▶ _Problem to solve_:
Search the entries below for the line containing "ok so I need the boxes for every rocky"; from there to the end, return every line exactly and add nothing.

Saved data entries
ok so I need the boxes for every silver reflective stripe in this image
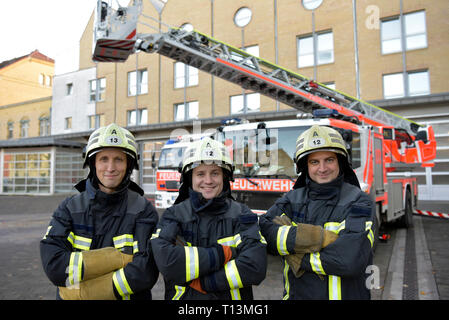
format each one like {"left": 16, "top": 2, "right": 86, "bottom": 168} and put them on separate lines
{"left": 67, "top": 232, "right": 92, "bottom": 251}
{"left": 113, "top": 234, "right": 134, "bottom": 250}
{"left": 328, "top": 275, "right": 341, "bottom": 300}
{"left": 276, "top": 226, "right": 291, "bottom": 256}
{"left": 113, "top": 268, "right": 133, "bottom": 300}
{"left": 185, "top": 246, "right": 199, "bottom": 282}
{"left": 172, "top": 286, "right": 186, "bottom": 300}
{"left": 224, "top": 260, "right": 242, "bottom": 300}
{"left": 68, "top": 252, "right": 83, "bottom": 286}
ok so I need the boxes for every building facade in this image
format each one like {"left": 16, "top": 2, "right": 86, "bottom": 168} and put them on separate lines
{"left": 2, "top": 0, "right": 449, "bottom": 199}
{"left": 0, "top": 50, "right": 54, "bottom": 140}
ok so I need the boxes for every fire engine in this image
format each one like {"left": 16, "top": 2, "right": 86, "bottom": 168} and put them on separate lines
{"left": 92, "top": 0, "right": 437, "bottom": 232}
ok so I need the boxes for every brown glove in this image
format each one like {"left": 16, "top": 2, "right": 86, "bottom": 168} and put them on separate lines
{"left": 285, "top": 253, "right": 306, "bottom": 278}
{"left": 272, "top": 215, "right": 338, "bottom": 253}
{"left": 59, "top": 271, "right": 116, "bottom": 300}
{"left": 82, "top": 247, "right": 133, "bottom": 281}
{"left": 294, "top": 223, "right": 338, "bottom": 253}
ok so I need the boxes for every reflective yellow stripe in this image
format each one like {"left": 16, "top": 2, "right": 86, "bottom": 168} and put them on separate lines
{"left": 68, "top": 252, "right": 83, "bottom": 286}
{"left": 67, "top": 232, "right": 92, "bottom": 251}
{"left": 259, "top": 231, "right": 267, "bottom": 245}
{"left": 366, "top": 221, "right": 374, "bottom": 247}
{"left": 276, "top": 226, "right": 291, "bottom": 256}
{"left": 150, "top": 228, "right": 161, "bottom": 240}
{"left": 113, "top": 268, "right": 133, "bottom": 300}
{"left": 172, "top": 285, "right": 186, "bottom": 300}
{"left": 224, "top": 260, "right": 243, "bottom": 300}
{"left": 185, "top": 246, "right": 199, "bottom": 282}
{"left": 217, "top": 234, "right": 242, "bottom": 247}
{"left": 324, "top": 220, "right": 345, "bottom": 234}
{"left": 310, "top": 252, "right": 326, "bottom": 275}
{"left": 133, "top": 241, "right": 139, "bottom": 254}
{"left": 43, "top": 225, "right": 52, "bottom": 240}
{"left": 328, "top": 275, "right": 341, "bottom": 300}
{"left": 282, "top": 259, "right": 290, "bottom": 300}
{"left": 113, "top": 234, "right": 134, "bottom": 250}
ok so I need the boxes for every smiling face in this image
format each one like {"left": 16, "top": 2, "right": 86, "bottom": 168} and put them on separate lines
{"left": 191, "top": 164, "right": 224, "bottom": 200}
{"left": 95, "top": 148, "right": 128, "bottom": 193}
{"left": 307, "top": 150, "right": 340, "bottom": 184}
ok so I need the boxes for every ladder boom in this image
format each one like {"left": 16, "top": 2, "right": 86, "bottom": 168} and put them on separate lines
{"left": 137, "top": 28, "right": 420, "bottom": 133}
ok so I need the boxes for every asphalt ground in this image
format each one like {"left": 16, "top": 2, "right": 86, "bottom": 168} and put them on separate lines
{"left": 0, "top": 195, "right": 448, "bottom": 300}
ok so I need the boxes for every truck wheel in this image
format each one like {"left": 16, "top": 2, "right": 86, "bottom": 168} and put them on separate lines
{"left": 399, "top": 190, "right": 414, "bottom": 228}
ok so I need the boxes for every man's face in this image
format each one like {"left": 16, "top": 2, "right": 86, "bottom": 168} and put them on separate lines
{"left": 191, "top": 164, "right": 224, "bottom": 200}
{"left": 307, "top": 151, "right": 340, "bottom": 184}
{"left": 95, "top": 148, "right": 128, "bottom": 193}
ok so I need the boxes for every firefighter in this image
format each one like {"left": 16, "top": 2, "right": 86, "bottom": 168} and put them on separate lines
{"left": 259, "top": 124, "right": 375, "bottom": 300}
{"left": 40, "top": 123, "right": 159, "bottom": 300}
{"left": 151, "top": 137, "right": 267, "bottom": 300}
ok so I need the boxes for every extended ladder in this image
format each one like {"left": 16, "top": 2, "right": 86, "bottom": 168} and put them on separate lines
{"left": 130, "top": 28, "right": 420, "bottom": 134}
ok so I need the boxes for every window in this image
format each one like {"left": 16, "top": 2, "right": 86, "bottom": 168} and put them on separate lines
{"left": 383, "top": 70, "right": 430, "bottom": 99}
{"left": 88, "top": 114, "right": 105, "bottom": 129}
{"left": 2, "top": 152, "right": 52, "bottom": 193}
{"left": 128, "top": 69, "right": 148, "bottom": 96}
{"left": 174, "top": 62, "right": 198, "bottom": 89}
{"left": 45, "top": 75, "right": 52, "bottom": 87}
{"left": 381, "top": 11, "right": 427, "bottom": 54}
{"left": 65, "top": 117, "right": 72, "bottom": 130}
{"left": 127, "top": 108, "right": 148, "bottom": 126}
{"left": 230, "top": 93, "right": 260, "bottom": 114}
{"left": 20, "top": 118, "right": 29, "bottom": 138}
{"left": 89, "top": 78, "right": 106, "bottom": 102}
{"left": 174, "top": 101, "right": 199, "bottom": 121}
{"left": 38, "top": 74, "right": 44, "bottom": 85}
{"left": 39, "top": 116, "right": 50, "bottom": 136}
{"left": 7, "top": 121, "right": 13, "bottom": 139}
{"left": 298, "top": 31, "right": 334, "bottom": 68}
{"left": 66, "top": 83, "right": 73, "bottom": 95}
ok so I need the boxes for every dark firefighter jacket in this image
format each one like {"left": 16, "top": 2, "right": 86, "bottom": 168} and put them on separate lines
{"left": 40, "top": 178, "right": 159, "bottom": 300}
{"left": 151, "top": 188, "right": 267, "bottom": 300}
{"left": 259, "top": 174, "right": 375, "bottom": 300}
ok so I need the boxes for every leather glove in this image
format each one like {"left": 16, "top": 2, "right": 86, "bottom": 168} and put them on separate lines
{"left": 82, "top": 247, "right": 133, "bottom": 281}
{"left": 285, "top": 253, "right": 305, "bottom": 278}
{"left": 59, "top": 271, "right": 116, "bottom": 300}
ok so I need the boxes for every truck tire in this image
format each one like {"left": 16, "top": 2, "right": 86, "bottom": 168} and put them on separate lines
{"left": 399, "top": 190, "right": 414, "bottom": 228}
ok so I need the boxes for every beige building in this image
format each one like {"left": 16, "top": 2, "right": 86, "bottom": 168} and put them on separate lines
{"left": 0, "top": 50, "right": 54, "bottom": 140}
{"left": 2, "top": 0, "right": 448, "bottom": 198}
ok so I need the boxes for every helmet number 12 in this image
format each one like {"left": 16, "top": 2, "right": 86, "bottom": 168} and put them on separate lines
{"left": 310, "top": 137, "right": 325, "bottom": 147}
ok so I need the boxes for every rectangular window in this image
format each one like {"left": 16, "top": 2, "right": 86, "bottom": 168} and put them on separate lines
{"left": 7, "top": 122, "right": 13, "bottom": 139}
{"left": 39, "top": 117, "right": 50, "bottom": 136}
{"left": 20, "top": 120, "right": 29, "bottom": 138}
{"left": 128, "top": 69, "right": 148, "bottom": 96}
{"left": 65, "top": 117, "right": 72, "bottom": 130}
{"left": 174, "top": 62, "right": 198, "bottom": 89}
{"left": 230, "top": 93, "right": 260, "bottom": 114}
{"left": 383, "top": 70, "right": 430, "bottom": 99}
{"left": 174, "top": 101, "right": 199, "bottom": 121}
{"left": 297, "top": 31, "right": 334, "bottom": 68}
{"left": 381, "top": 11, "right": 427, "bottom": 54}
{"left": 89, "top": 78, "right": 106, "bottom": 102}
{"left": 66, "top": 83, "right": 73, "bottom": 95}
{"left": 127, "top": 108, "right": 148, "bottom": 126}
{"left": 88, "top": 114, "right": 105, "bottom": 129}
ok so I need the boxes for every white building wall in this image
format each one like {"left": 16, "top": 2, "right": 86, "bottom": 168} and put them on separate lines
{"left": 51, "top": 67, "right": 96, "bottom": 135}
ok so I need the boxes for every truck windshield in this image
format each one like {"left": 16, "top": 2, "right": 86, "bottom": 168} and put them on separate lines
{"left": 158, "top": 147, "right": 185, "bottom": 169}
{"left": 219, "top": 126, "right": 308, "bottom": 178}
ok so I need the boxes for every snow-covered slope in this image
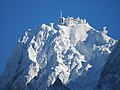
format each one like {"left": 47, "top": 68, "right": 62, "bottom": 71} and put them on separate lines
{"left": 95, "top": 40, "right": 120, "bottom": 90}
{"left": 0, "top": 16, "right": 116, "bottom": 90}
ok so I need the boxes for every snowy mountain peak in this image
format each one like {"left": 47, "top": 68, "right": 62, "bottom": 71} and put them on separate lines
{"left": 0, "top": 16, "right": 117, "bottom": 90}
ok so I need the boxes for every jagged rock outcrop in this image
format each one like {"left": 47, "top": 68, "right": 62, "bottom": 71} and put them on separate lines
{"left": 48, "top": 77, "right": 70, "bottom": 90}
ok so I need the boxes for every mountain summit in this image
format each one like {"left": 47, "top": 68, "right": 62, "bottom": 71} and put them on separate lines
{"left": 0, "top": 16, "right": 116, "bottom": 90}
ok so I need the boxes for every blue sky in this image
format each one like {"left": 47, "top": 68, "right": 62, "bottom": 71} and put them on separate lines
{"left": 0, "top": 0, "right": 120, "bottom": 74}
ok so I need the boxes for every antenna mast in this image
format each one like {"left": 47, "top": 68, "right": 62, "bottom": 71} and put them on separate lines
{"left": 60, "top": 10, "right": 63, "bottom": 17}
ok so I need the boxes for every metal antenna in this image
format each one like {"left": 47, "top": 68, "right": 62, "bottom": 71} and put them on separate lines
{"left": 60, "top": 10, "right": 63, "bottom": 17}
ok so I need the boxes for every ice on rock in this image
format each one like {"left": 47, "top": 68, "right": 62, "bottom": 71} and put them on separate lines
{"left": 102, "top": 26, "right": 108, "bottom": 35}
{"left": 0, "top": 16, "right": 117, "bottom": 90}
{"left": 27, "top": 44, "right": 37, "bottom": 62}
{"left": 50, "top": 23, "right": 54, "bottom": 29}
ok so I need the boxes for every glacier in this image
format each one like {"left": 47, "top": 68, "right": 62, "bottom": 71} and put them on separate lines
{"left": 0, "top": 16, "right": 117, "bottom": 90}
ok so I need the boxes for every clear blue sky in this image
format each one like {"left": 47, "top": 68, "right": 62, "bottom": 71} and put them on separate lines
{"left": 0, "top": 0, "right": 120, "bottom": 74}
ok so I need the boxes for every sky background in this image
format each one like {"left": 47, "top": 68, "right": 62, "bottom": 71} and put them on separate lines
{"left": 0, "top": 0, "right": 120, "bottom": 74}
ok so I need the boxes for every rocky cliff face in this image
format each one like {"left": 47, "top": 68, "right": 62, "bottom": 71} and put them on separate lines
{"left": 95, "top": 40, "right": 120, "bottom": 90}
{"left": 0, "top": 16, "right": 116, "bottom": 90}
{"left": 48, "top": 76, "right": 70, "bottom": 90}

▶ _Expected output_:
ok so I need the boxes for every rocky cliff face in this image
format each one like {"left": 47, "top": 68, "right": 62, "bottom": 71} and put them on separate lines
{"left": 95, "top": 40, "right": 120, "bottom": 90}
{"left": 0, "top": 16, "right": 116, "bottom": 90}
{"left": 48, "top": 76, "right": 70, "bottom": 90}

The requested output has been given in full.